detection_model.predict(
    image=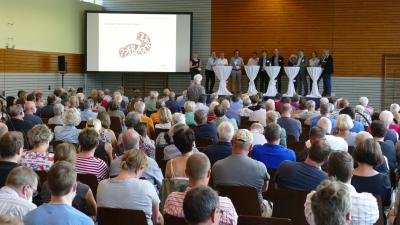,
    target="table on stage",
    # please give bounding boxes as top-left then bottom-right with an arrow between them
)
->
283,66 -> 300,97
264,66 -> 281,96
213,66 -> 232,95
244,66 -> 260,96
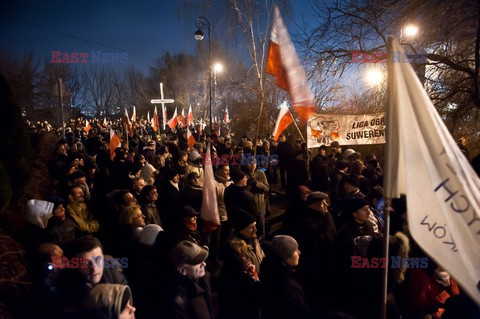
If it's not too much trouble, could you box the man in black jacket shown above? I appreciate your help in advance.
[166,240,213,319]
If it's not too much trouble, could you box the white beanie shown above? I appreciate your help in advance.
[140,224,163,246]
[26,199,55,229]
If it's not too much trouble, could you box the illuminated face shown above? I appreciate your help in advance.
[181,261,207,280]
[53,204,65,220]
[353,205,372,223]
[133,209,145,227]
[69,187,85,203]
[240,222,257,239]
[78,247,104,285]
[217,166,230,179]
[286,249,300,267]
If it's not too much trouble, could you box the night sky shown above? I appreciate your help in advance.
[0,0,316,72]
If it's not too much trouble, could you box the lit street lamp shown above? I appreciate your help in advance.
[194,17,213,134]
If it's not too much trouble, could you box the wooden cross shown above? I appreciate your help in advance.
[150,82,175,130]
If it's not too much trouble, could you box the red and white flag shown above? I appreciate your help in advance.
[384,37,480,305]
[85,119,92,134]
[200,143,220,232]
[187,104,193,126]
[223,108,230,124]
[187,127,197,150]
[132,105,137,123]
[110,129,122,161]
[162,104,167,131]
[125,108,133,137]
[168,108,178,130]
[152,105,159,132]
[272,102,293,141]
[265,6,315,121]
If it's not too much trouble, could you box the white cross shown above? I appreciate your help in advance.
[150,82,175,130]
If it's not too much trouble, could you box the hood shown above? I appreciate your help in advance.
[26,199,54,229]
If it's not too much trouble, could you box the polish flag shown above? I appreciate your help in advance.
[152,105,159,132]
[162,104,168,131]
[125,108,133,137]
[187,104,193,126]
[200,143,220,233]
[167,108,178,130]
[132,105,137,123]
[85,119,92,134]
[273,102,293,141]
[180,108,185,127]
[187,127,197,150]
[110,129,122,161]
[265,6,315,121]
[223,108,230,124]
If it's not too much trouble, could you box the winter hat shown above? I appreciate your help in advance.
[188,148,202,162]
[230,168,245,183]
[307,192,328,206]
[70,171,85,181]
[82,284,133,318]
[165,168,178,181]
[171,240,208,265]
[179,206,200,217]
[342,148,356,159]
[140,224,163,246]
[230,207,256,231]
[26,199,54,229]
[345,198,369,214]
[272,235,298,260]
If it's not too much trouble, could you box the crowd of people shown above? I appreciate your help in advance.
[22,120,478,319]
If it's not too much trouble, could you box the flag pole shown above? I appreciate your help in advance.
[288,108,307,143]
[253,99,264,157]
[380,198,392,319]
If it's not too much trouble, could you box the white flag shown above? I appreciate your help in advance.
[201,143,220,225]
[385,37,480,304]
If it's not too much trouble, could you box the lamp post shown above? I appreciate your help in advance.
[195,17,213,134]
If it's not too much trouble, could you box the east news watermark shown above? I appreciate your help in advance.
[350,256,428,269]
[50,51,128,64]
[51,256,128,269]
[350,51,428,63]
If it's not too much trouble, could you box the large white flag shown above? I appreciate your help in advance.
[201,143,220,228]
[385,37,480,304]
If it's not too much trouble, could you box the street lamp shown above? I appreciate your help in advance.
[194,17,213,134]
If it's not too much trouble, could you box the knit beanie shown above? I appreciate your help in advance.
[345,197,369,214]
[229,207,256,231]
[230,168,245,183]
[272,235,298,260]
[26,199,54,229]
[140,224,163,246]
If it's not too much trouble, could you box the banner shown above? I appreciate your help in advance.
[307,112,386,148]
[384,37,480,305]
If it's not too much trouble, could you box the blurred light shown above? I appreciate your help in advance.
[365,68,385,86]
[213,63,223,72]
[194,29,204,41]
[405,24,418,37]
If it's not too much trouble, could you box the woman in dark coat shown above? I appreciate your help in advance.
[260,235,310,319]
[218,240,260,319]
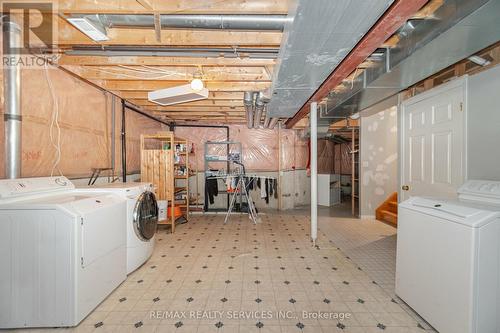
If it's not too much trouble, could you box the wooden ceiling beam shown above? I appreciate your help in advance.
[58,55,276,68]
[97,80,271,91]
[57,18,283,48]
[59,0,288,14]
[63,66,272,82]
[118,90,244,101]
[145,103,245,112]
[128,99,243,107]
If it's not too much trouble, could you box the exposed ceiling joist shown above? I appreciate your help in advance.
[116,90,243,100]
[58,17,282,48]
[58,55,276,67]
[64,66,271,82]
[97,80,271,92]
[129,99,243,107]
[285,0,428,128]
[146,105,245,112]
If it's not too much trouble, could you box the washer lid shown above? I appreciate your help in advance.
[458,180,500,204]
[0,176,75,200]
[399,197,500,228]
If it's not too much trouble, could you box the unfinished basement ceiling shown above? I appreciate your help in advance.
[320,0,500,118]
[268,0,393,118]
[52,0,288,123]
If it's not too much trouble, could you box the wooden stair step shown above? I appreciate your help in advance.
[381,210,398,224]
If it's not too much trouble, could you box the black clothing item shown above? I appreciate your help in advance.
[204,177,219,211]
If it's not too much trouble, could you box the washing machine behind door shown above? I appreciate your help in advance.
[127,191,158,274]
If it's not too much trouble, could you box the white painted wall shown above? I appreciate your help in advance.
[359,106,398,217]
[467,65,500,181]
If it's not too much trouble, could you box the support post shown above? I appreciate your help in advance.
[309,102,318,246]
[2,16,22,179]
[121,99,127,183]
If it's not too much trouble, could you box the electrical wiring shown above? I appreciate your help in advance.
[44,62,63,177]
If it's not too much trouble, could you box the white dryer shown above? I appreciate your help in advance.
[396,180,500,333]
[0,177,127,328]
[79,183,158,274]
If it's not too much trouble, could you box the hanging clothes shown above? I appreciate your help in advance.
[265,178,269,204]
[259,178,267,199]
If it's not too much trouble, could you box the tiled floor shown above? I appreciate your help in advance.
[10,210,434,332]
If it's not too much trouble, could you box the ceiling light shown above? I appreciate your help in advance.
[191,79,205,91]
[351,112,359,120]
[467,56,491,67]
[67,17,109,42]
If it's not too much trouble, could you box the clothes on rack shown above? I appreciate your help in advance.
[257,178,267,199]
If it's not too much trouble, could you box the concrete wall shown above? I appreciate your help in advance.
[359,106,398,217]
[467,65,500,181]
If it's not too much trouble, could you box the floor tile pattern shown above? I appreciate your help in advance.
[12,214,434,333]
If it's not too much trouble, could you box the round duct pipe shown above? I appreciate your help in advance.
[96,14,289,31]
[2,15,22,179]
[269,118,280,129]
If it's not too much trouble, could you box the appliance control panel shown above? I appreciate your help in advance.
[0,176,75,199]
[458,180,500,203]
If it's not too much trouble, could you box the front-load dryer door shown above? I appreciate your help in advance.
[133,191,158,242]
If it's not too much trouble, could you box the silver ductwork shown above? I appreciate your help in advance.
[262,111,271,128]
[2,16,22,179]
[243,91,269,128]
[79,14,289,31]
[243,91,254,128]
[320,0,500,121]
[268,118,280,129]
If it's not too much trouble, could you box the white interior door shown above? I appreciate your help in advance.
[400,78,467,200]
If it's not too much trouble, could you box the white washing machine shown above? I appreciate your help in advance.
[396,180,500,333]
[0,177,127,328]
[79,183,158,274]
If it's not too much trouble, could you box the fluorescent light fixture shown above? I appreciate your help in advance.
[67,17,109,42]
[190,79,205,91]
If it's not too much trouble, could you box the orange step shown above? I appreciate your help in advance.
[375,192,398,226]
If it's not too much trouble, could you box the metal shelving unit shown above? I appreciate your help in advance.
[203,141,243,212]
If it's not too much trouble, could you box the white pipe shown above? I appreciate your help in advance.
[310,102,318,246]
[3,16,22,179]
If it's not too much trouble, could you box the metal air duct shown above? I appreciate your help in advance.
[73,14,289,31]
[268,118,280,129]
[2,16,22,179]
[320,0,500,121]
[253,91,269,128]
[243,91,254,128]
[263,111,271,128]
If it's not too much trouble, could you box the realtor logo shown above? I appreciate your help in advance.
[2,0,57,66]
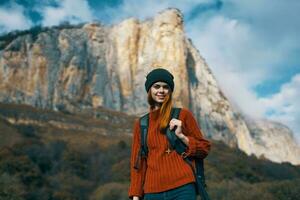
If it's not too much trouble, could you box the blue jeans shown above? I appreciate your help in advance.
[144,183,196,200]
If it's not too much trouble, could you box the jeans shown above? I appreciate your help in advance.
[144,183,196,200]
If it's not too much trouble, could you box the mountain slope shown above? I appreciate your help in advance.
[0,9,300,164]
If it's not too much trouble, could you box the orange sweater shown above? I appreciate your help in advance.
[128,109,210,197]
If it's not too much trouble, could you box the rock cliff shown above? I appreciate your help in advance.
[0,9,300,164]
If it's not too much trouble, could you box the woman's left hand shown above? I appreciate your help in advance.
[169,118,185,139]
[169,118,189,145]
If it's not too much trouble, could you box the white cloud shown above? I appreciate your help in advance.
[259,73,300,141]
[94,0,300,141]
[0,3,32,33]
[40,0,93,26]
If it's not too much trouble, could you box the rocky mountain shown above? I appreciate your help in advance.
[0,9,300,164]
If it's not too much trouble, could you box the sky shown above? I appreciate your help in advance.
[0,0,300,143]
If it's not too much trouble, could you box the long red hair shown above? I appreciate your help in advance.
[148,90,172,133]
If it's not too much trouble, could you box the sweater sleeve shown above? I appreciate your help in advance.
[183,110,211,158]
[128,120,146,198]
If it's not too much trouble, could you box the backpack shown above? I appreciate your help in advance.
[134,108,210,200]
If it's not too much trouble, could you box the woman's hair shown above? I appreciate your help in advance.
[148,90,172,132]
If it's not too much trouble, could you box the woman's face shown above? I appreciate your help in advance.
[150,82,171,103]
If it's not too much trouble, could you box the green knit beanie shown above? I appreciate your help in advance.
[145,68,174,92]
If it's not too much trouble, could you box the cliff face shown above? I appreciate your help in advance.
[0,9,300,164]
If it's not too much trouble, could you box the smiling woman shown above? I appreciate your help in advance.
[129,68,210,200]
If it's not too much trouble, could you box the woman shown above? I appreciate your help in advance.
[128,68,210,200]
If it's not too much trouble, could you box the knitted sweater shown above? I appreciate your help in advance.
[128,108,210,197]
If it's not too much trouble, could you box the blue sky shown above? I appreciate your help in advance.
[0,0,300,141]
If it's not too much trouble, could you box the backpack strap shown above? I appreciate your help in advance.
[140,113,149,156]
[166,108,210,200]
[134,113,149,170]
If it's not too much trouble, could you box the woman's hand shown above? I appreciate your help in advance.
[169,118,189,145]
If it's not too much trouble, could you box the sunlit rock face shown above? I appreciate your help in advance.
[0,9,300,164]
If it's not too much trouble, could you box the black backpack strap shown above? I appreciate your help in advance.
[140,113,149,156]
[134,113,149,170]
[166,108,210,200]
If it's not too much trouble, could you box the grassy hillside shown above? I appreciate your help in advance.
[0,104,300,200]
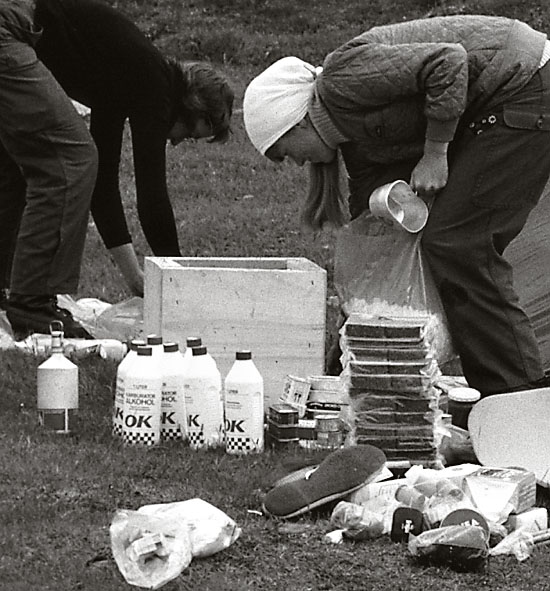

::::

Could you return the data above verbatim, from the line containing "the white pipe" down to the line containing "[263,111,271,128]", with both of those lines included?

If it's not too much trouble, could you box the white pipe shown above? I appreciate your help in advance.
[310,102,318,246]
[3,16,22,179]
If it's not too much trouble, could you box the metal air duct shown above? I appreciate your help in advance.
[73,14,289,31]
[268,118,280,129]
[2,16,22,179]
[320,0,500,121]
[253,91,269,128]
[243,91,254,128]
[263,111,271,128]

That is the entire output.